((

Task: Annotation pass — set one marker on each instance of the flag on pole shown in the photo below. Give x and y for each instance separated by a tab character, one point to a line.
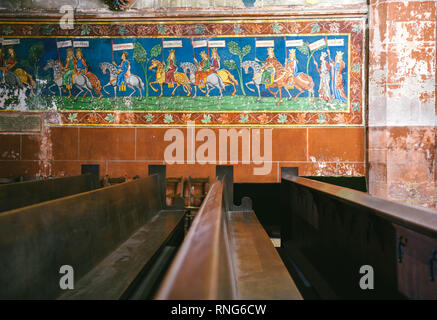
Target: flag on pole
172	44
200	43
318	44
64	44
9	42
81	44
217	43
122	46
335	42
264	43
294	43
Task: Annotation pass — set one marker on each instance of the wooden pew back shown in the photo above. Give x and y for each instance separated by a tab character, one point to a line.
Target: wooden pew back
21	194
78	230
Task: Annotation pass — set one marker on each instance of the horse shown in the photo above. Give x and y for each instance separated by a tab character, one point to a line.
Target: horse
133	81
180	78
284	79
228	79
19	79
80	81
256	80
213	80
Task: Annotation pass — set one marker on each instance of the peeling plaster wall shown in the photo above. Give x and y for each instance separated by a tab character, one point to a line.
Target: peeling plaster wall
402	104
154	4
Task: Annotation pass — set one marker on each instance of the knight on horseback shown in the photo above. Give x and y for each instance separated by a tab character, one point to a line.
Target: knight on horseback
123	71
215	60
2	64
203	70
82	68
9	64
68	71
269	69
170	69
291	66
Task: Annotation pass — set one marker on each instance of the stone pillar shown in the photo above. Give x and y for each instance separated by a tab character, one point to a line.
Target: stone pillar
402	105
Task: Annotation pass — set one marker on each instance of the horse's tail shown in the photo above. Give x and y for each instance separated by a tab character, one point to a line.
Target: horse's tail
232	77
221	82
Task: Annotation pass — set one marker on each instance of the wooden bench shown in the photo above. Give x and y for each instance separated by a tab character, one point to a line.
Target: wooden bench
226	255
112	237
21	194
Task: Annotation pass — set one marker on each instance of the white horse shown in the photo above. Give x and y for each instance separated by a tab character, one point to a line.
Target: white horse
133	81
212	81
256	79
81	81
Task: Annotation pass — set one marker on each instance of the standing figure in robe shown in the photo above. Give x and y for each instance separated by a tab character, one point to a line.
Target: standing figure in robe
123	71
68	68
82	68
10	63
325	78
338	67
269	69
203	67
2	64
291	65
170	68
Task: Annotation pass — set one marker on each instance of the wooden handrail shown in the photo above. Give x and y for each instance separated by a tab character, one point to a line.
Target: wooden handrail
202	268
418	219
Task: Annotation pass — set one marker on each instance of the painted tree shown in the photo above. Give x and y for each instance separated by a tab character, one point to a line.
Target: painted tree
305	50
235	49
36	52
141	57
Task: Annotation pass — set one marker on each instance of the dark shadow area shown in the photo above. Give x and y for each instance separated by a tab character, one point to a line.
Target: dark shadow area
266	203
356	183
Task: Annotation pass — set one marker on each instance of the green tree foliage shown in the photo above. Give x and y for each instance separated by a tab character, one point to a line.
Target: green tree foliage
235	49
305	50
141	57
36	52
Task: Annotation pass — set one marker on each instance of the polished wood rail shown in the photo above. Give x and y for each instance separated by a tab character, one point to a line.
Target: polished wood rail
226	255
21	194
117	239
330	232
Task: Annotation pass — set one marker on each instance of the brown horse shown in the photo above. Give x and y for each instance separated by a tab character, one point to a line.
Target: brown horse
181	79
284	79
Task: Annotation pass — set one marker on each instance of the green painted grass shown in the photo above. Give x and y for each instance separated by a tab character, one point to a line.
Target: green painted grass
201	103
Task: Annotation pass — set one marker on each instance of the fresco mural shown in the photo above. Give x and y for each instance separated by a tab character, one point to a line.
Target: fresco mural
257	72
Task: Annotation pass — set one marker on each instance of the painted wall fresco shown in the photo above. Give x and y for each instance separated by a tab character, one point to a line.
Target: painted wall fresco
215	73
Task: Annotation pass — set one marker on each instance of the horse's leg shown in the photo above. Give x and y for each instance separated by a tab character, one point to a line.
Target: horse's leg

))

▶ _Written instruction_
Each line from the one containing "of the fresco" to the end of the listing above should be copied exactly, and nothing else.

▶ _Solution to this problem_
Task: Annotation pass — set one marker on each instance of the fresco mural shown in the photo above. Give x and y for each instance separated by a tab character, one point to a line.
Target: fresco mural
257	72
Task: Annotation pass — set one marker on each instance of the painted wall fresco shown in the photo above. Give x and y for each instance separated by a tab character, one point to a line.
Target: painted wall fresco
215	73
Task: Annotation pass — set one marker on each instance of the horse's leg shown in the photo above. Give x and y for each instance separated by a tab character, one point to a line.
Target: horse's leg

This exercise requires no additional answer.